Article:
>>>

SUMMARY OF THE INVENTION
[0006] A bag of polymeric material has a first panel and a second
panel forming a pinch closed bag end therebetween, a first layer of
heat activated adhesive material on a portion of the first panel
having a heat activated first adhesive layer to form an adhesive-to
adhesive seal with a heat activated second adhesive layer on a
portion of the second panel, the first adhesive layer and the
second adhesive layer having respective melt temperatures below the
softening point temperature of the polymeric material.
[0007] An embodiment of a bag is foldable on itself to form a
folded first panel and to form an adhesive-to-adhesive seal of the
first adhesive layer on the folded first panel.
[0008] An embodiment of a bag has the second adhesive layer on the
foldable sealing flap portion.
[0009] An embodiment of a bag has a second panel longer than a
first panel wherein the second layer of heat activated adhesive
material is on a portion of the second panel that is longer than
the first panel.
[0010] A method of making a bag includes, forming a pinch closed
bag end between a first panel and a second panel, applying a heat
activated first adhesive layer on a portion of the first panel,
applying a heat activated second adhesive layer on a portion of the
second panel, wherein heat activation temperatures of the first
adhesive layer and the second adhesive layer are below the
softening point temperature of the polymeric material, and after
filling the bag with contents activating the first adhesive layer
and the second adhesive layer by applying heat at a temperature
below the softening point temperature of the polymeric material,
and pinch closing the end of the bag to urge the adhesive layers
into contact and to form an adhesive-to-adhesive seal.
[0011] An embodiment of the method includes, folding the bag to
fold the first panel on itself to urge the second adhesive layer
into contact with the first adhesive layer on the first panel of
the bag and form an adhesive-to-adhesive seal.
[0012] Another embodiment of the method includes, folding a flap
portion of the second panel over the first panel to urge the second
adhesive layer into contact with the first adhesive layer on the
first panel of the bag and form an adhesive-to-adhesive seal.
BRIEF DESCRIPTION OF THE DRAWINGS
[0013] Embodiments of the invention will now be described by way of
example with reference to the accompanying drawings.
[0014] FIG. 1 is an isometric view of an embodiment of a bag having
a pinch closed end.
[0015] FIG. 1A is a side view of the bag in FIG. 1.
[0016] FIG. 2 is an isometric view of an embodiment of a bag having
a sealing flap portion.
[0017] FIG. 2A is a side view of the bag of FIG. 2 with the sealing
flap portion closed and sealed.
[0018] FIG. 3 is an isometric view of an embodiment of a bag having
gusseted sides and a stepped configuration.
[0019] FIG. 3A is a view similar to FIG. 3 with the sealing flap
portion closed and sealed.

<<<

Data excerpts:
>>>

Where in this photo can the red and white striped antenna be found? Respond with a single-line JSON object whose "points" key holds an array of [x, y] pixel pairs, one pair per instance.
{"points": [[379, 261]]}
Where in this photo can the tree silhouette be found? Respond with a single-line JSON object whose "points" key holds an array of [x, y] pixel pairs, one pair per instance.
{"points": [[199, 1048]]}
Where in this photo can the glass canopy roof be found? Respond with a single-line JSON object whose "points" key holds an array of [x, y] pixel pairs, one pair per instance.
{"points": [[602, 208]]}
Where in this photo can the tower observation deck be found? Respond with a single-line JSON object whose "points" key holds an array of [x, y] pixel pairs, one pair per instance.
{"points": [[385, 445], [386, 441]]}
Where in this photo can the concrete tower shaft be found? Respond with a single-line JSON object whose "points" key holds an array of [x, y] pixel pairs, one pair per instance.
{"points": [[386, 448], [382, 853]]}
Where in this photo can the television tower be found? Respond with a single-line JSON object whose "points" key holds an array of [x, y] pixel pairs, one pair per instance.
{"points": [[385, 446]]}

<<<

Written task 1: Translate this sentence from the bag patent excerpt into Spanish: "An embodiment of a bag has the second adhesive layer on the foldable sealing flap portion."
Written task 2: Reproduce word for word the passage of the bag patent excerpt between "[0011] An embodiment" and "of the bag and form an adhesive-to-adhesive seal.", inclusive.

Problem solution 1: Una realización de una bolsa tiene la segunda capa adhesiva en la porción de solapa de sellado plegable.

Problem solution 2:
[0011] An embodiment of the method includes, folding the bag to
fold the first panel on itself to urge the second adhesive layer
into contact with the first adhesive layer on the first panel of
the bag and form an adhesive-to-adhesive seal.
[0012] Another embodiment of the method includes, folding a flap
portion of the second panel over the first panel to urge the second
adhesive layer into contact with the first adhesive layer on the
first panel of the bag and form an adhesive-to-adhesive seal.